# Your task
Reproduce the records below exactly; the images should not appear.

Dataset excerpts
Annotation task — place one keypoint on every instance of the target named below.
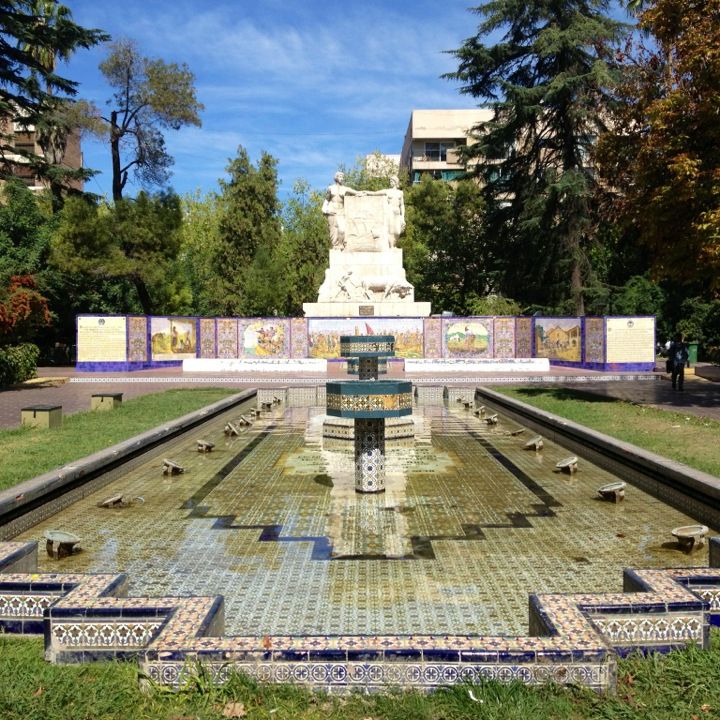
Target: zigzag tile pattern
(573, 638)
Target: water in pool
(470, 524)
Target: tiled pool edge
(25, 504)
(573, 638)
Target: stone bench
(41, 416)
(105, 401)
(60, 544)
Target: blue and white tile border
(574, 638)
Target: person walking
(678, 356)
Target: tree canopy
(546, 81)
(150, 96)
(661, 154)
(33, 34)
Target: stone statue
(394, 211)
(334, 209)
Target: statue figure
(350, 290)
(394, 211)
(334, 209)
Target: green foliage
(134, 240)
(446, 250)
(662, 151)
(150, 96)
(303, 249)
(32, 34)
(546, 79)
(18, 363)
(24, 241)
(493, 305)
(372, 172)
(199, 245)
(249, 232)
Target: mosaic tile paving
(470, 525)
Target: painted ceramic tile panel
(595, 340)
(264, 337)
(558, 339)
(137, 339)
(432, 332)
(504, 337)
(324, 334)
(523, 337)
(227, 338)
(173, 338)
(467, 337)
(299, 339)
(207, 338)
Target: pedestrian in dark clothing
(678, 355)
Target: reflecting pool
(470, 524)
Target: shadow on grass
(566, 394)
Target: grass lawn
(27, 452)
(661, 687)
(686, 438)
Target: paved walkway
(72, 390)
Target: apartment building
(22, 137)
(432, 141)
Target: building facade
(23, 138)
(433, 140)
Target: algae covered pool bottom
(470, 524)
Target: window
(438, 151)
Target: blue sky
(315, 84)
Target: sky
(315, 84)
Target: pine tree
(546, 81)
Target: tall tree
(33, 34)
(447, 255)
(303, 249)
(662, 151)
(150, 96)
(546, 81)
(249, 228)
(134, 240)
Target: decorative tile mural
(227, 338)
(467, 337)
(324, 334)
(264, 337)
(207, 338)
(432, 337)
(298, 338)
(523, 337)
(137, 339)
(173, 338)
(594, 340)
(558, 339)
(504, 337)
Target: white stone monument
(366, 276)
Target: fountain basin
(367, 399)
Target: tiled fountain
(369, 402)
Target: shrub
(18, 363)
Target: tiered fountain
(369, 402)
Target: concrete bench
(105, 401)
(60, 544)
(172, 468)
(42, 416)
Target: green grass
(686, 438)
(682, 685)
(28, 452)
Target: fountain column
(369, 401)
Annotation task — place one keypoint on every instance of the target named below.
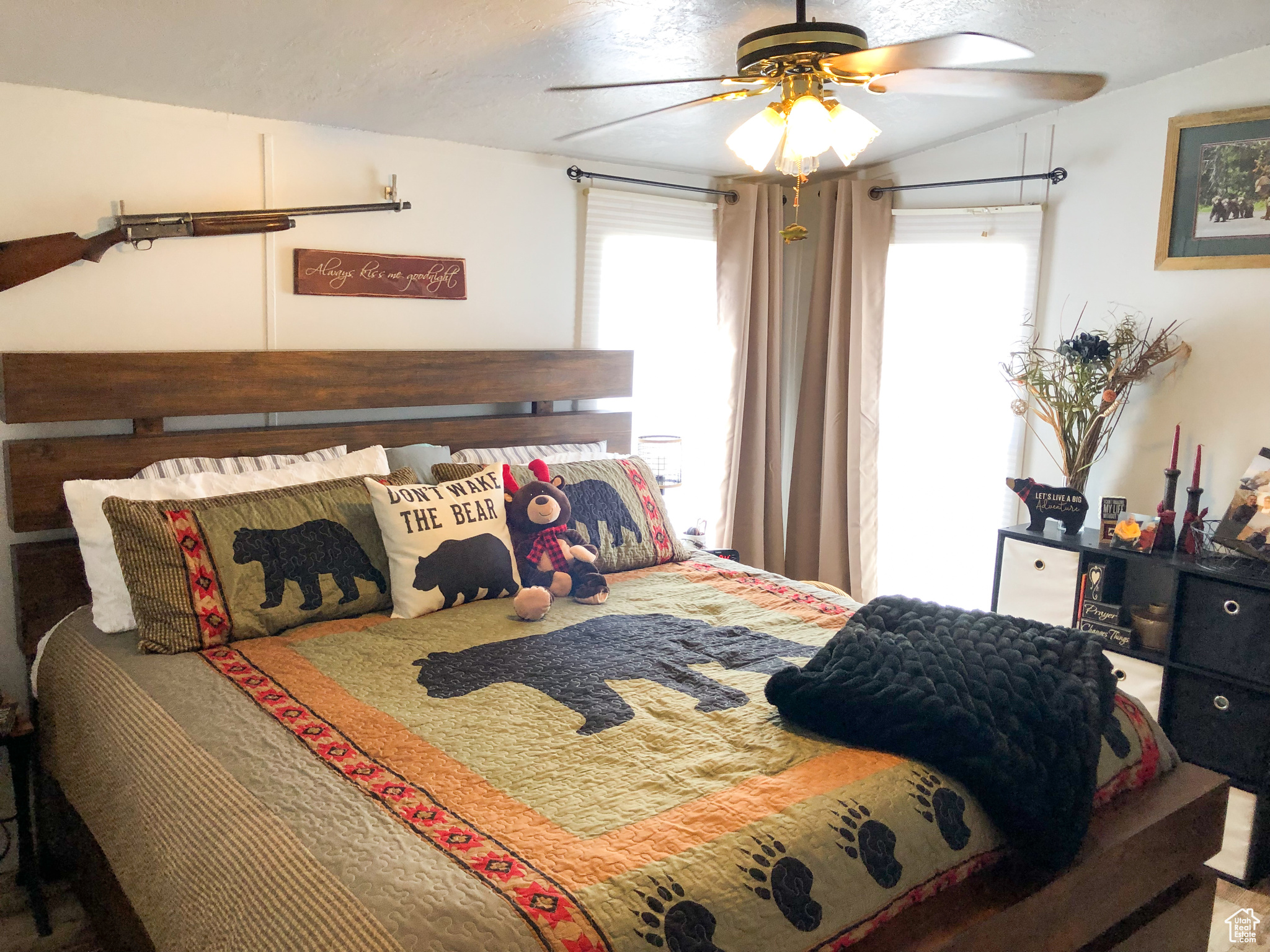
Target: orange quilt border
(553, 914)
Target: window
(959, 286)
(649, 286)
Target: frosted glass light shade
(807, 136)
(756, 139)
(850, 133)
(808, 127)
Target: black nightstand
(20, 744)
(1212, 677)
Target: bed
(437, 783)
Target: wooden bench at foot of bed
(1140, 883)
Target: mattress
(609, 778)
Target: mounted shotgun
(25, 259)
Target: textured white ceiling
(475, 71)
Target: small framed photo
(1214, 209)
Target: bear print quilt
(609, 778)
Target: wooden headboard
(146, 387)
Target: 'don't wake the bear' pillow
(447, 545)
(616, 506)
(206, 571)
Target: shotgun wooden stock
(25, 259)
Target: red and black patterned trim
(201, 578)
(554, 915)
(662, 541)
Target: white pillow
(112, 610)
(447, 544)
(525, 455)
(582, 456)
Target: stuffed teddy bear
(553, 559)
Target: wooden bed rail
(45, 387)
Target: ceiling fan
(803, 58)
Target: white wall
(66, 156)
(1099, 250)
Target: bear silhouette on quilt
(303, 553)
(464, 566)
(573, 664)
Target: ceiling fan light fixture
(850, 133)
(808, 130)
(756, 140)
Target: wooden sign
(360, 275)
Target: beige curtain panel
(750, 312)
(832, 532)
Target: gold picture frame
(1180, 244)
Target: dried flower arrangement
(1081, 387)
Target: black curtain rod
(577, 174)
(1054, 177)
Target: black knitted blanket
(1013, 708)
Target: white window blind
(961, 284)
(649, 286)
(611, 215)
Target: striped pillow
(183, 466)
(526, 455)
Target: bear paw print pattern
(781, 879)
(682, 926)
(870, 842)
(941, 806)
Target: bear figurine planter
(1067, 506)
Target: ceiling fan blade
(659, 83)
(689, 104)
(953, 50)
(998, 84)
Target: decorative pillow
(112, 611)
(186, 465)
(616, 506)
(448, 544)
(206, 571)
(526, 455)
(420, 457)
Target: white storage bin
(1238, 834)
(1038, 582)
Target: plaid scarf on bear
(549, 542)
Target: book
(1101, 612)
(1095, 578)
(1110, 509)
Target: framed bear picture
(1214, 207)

# Answer
Annotation task — place one keypoint on every instance of the target named below.
Target: zigzag tile pattern
(573, 638)
Target: water in pool
(470, 524)
Target: tiled pool edge
(25, 504)
(573, 638)
Target: stone bench
(41, 416)
(105, 401)
(60, 544)
Target: blue and white tile border
(574, 638)
Target: person walking
(678, 356)
Target: tree canopy
(546, 81)
(150, 96)
(661, 154)
(33, 34)
Target: stone statue
(394, 211)
(334, 209)
Target: statue figure
(350, 290)
(394, 211)
(334, 209)
Target: green foliage
(134, 240)
(446, 250)
(662, 151)
(150, 96)
(303, 249)
(32, 34)
(546, 79)
(18, 363)
(24, 241)
(493, 305)
(372, 172)
(199, 245)
(249, 232)
Target: mosaic tile paving
(470, 525)
Target: painted ceramic tile panel
(595, 340)
(264, 337)
(558, 339)
(137, 339)
(432, 332)
(504, 337)
(324, 334)
(523, 337)
(227, 338)
(173, 338)
(467, 337)
(299, 339)
(207, 338)
Target: pedestrian in dark clothing
(678, 355)
Target: reflecting pool
(470, 524)
Target: shadow on grass
(566, 394)
Target: grass lawn
(27, 452)
(661, 687)
(686, 438)
Target: paved walkway
(72, 390)
Target: apartment building
(22, 137)
(432, 141)
Target: building facade
(23, 138)
(433, 140)
Target: algae covered pool bottom
(470, 524)
Target: window
(438, 151)
Target: blue sky
(315, 84)
Target: sky
(315, 84)
Target: pine tree
(546, 81)
Target: tall tree
(33, 34)
(447, 255)
(303, 249)
(662, 151)
(150, 96)
(546, 81)
(249, 228)
(134, 240)
Target: decorative tile mural
(227, 338)
(467, 337)
(324, 334)
(264, 337)
(207, 338)
(432, 337)
(298, 338)
(523, 337)
(137, 339)
(173, 338)
(594, 340)
(558, 339)
(504, 337)
Target: white stone monument
(366, 276)
Target: fountain basin
(367, 399)
Target: tiled fountain
(369, 402)
Target: shrub
(18, 363)
Target: tiered fountain
(369, 402)
Target: concrete bench
(105, 401)
(60, 544)
(172, 468)
(42, 416)
Target: green grass
(686, 438)
(682, 685)
(28, 452)
Target: fountain column
(369, 401)
Annotation task — place one keypoint on every instance of the target named below.
Target: orange quilt border
(553, 914)
Target: window
(959, 286)
(649, 286)
Target: frosted glass light shade
(807, 136)
(756, 139)
(850, 133)
(808, 127)
Target: black nightstand
(20, 744)
(1212, 677)
Target: bed
(437, 783)
Target: wooden bench at foot of bed
(1140, 883)
Target: mattress
(609, 778)
Target: mounted shotgun
(25, 259)
Target: textured white ceiling
(475, 71)
Target: small framed photo
(1214, 209)
Target: bear print quilt
(609, 778)
Target: wooden headboard
(146, 387)
Target: 'don't wake the bear' pillow
(447, 545)
(616, 506)
(206, 571)
Target: shotgun wooden stock
(25, 259)
Target: red and black patterned trim
(201, 578)
(554, 915)
(662, 541)
Target: white pillow
(112, 610)
(447, 544)
(525, 455)
(582, 456)
Target: stuffed teddy bear
(553, 559)
Target: wooden bed rail
(45, 387)
Target: ceiling fan
(803, 58)
Target: white wall
(66, 156)
(1099, 250)
Target: bear silhouette on quilt
(303, 553)
(464, 566)
(573, 664)
Target: ceiling fan light fixture
(850, 133)
(808, 130)
(756, 140)
Target: wooden sign
(360, 275)
Target: beige curtain panel
(750, 312)
(832, 532)
Target: gold picture frame
(1180, 244)
Target: dried flower arrangement
(1081, 387)
Target: black curtain rod
(577, 174)
(1054, 177)
Target: black knitted blanket
(1013, 708)
Target: white window blind
(961, 284)
(649, 286)
(611, 215)
Target: striped pillow
(183, 466)
(526, 455)
Target: bear paw print pattern
(781, 879)
(682, 926)
(870, 842)
(941, 806)
Target: bear figurine planter
(1067, 506)
Target: ceiling fan blade
(659, 83)
(689, 104)
(953, 50)
(998, 84)
Target: decorative pillow
(112, 611)
(186, 465)
(616, 506)
(448, 544)
(206, 571)
(526, 455)
(420, 457)
Target: white storage bin
(1238, 834)
(1038, 582)
Target: plaid scarf on bear
(549, 542)
Target: book
(1101, 612)
(1095, 578)
(1110, 509)
Target: framed bear picture
(1214, 207)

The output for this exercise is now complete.